What to work on:
• a. In the gun recoil problem, how long does the bullet take to move through the barrel?
• b. From the gun recoil problem, reproduce word for word the part that opens with "A gun of mass" and closes with "of the gun.".

-------- Passage provided

A gun of mass 3 kg fires a bullet of mass 30 g. The bullet takes 0.003 s to move through the barrel of the gun and acquires a velocity of 100 m/s. Calculate :

(i) the velocity with which the gun recoils.
(ii) the force exerted on gunman due to recoil of the gun

 Mass of the gun $m_1=3\ kg$

Mass of bullet $m_2=30\ g=0.03\ kg$

Velocity of bullet $v_2=100\ m/s$

(i) Let $v_1$ be the recoil velocity of the gun.

----------------
-------- Data supplied

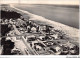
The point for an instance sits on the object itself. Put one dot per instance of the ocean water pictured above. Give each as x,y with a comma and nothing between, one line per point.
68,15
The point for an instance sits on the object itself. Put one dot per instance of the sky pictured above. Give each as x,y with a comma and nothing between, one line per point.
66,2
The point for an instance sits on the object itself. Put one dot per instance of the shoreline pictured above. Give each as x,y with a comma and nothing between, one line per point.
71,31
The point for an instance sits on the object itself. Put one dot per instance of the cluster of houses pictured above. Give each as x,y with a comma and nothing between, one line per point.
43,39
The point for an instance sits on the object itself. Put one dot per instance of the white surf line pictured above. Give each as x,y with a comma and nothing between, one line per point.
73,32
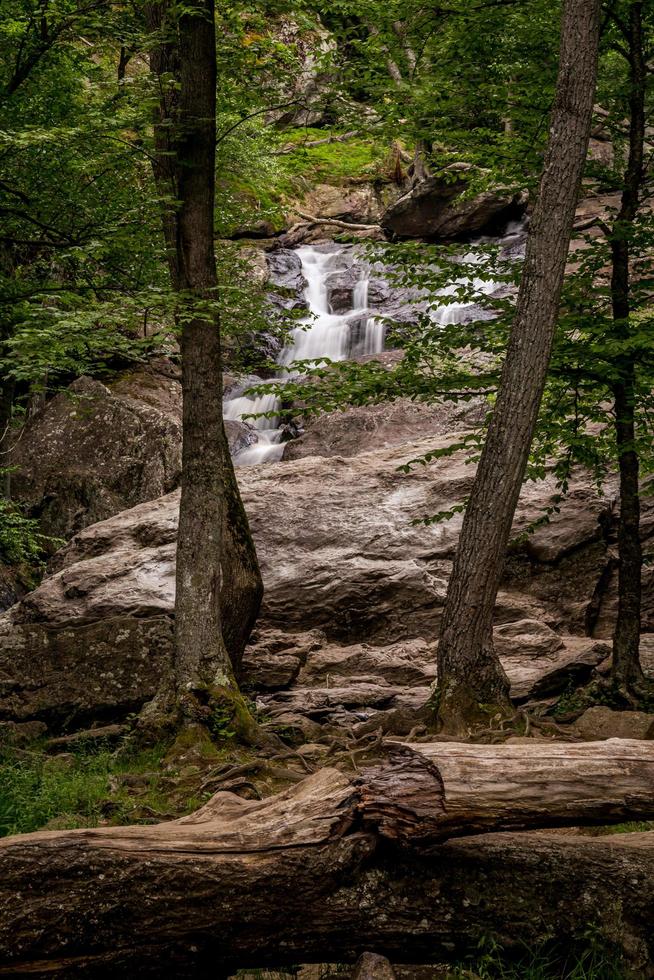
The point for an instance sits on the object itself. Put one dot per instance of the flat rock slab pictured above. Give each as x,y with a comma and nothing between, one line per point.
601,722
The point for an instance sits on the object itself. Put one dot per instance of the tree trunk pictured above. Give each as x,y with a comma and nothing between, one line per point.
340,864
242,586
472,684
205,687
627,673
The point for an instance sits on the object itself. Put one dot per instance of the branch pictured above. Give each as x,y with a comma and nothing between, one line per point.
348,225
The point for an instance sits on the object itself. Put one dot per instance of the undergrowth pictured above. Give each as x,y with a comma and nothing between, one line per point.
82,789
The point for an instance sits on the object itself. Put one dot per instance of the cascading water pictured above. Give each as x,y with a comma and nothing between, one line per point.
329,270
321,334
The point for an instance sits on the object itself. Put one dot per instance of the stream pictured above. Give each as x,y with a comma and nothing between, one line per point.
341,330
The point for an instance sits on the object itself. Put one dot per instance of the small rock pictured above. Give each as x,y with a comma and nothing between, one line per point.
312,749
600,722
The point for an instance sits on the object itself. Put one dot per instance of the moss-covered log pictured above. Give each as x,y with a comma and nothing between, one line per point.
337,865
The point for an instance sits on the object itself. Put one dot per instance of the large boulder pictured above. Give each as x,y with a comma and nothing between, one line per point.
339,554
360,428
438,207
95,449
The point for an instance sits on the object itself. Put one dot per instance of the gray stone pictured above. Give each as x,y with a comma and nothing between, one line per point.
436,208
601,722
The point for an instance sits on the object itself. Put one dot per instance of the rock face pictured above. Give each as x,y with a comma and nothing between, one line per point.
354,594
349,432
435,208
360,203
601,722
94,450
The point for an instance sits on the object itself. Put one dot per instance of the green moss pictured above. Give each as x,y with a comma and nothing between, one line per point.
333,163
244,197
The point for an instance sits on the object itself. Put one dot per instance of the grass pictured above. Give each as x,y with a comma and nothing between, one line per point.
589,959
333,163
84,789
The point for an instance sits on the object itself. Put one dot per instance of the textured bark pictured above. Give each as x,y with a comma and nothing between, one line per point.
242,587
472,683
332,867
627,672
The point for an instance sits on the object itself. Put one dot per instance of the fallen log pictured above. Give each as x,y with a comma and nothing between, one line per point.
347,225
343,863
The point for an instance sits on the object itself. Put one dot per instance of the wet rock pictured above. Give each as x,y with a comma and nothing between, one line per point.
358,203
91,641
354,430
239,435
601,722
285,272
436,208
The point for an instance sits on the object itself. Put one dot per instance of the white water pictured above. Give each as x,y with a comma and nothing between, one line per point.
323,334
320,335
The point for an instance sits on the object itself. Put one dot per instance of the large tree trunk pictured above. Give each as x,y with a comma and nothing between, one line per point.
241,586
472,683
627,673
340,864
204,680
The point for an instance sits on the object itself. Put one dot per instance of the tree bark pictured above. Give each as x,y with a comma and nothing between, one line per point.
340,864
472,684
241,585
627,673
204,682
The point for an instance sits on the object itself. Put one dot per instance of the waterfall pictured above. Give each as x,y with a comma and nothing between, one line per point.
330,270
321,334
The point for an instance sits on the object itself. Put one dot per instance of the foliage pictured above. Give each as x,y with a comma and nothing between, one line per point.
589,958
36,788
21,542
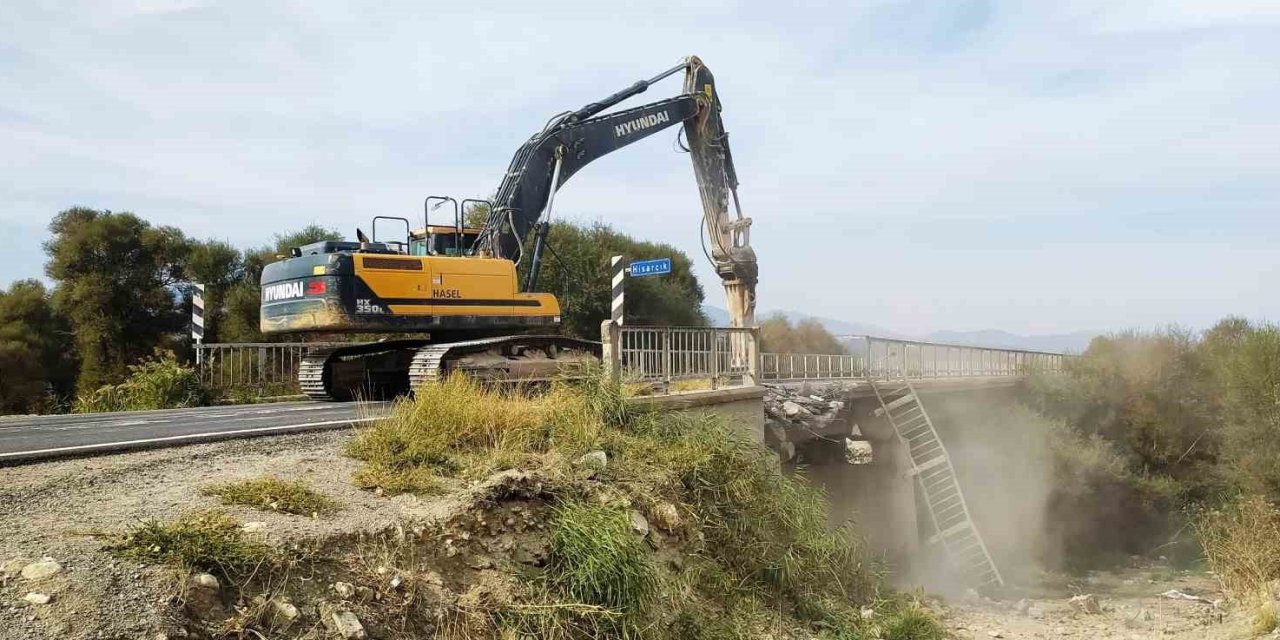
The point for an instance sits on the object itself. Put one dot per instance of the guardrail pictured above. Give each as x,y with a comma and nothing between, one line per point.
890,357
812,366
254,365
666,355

----------------

Task results:
• a. 0.003 s

• b.
A gun of mass 3 kg fires a bullet of mass 30 g. The bullet takes 0.003 s to move through the barrel of the gun and acquires a velocity of 100 m/s. Calculate :

(i) the velocity with which the gun recoils.
(ii) the force exerted on gunman due to recoil of the gun

 Mass of the gun $m_1=3\ kg$

Mass of bullet $m_2=30\ g=0.03\ kg$

Velocity of bullet $v_2=100\ m/s$

(i) Let $v_1$ be the recoil velocity of the gun.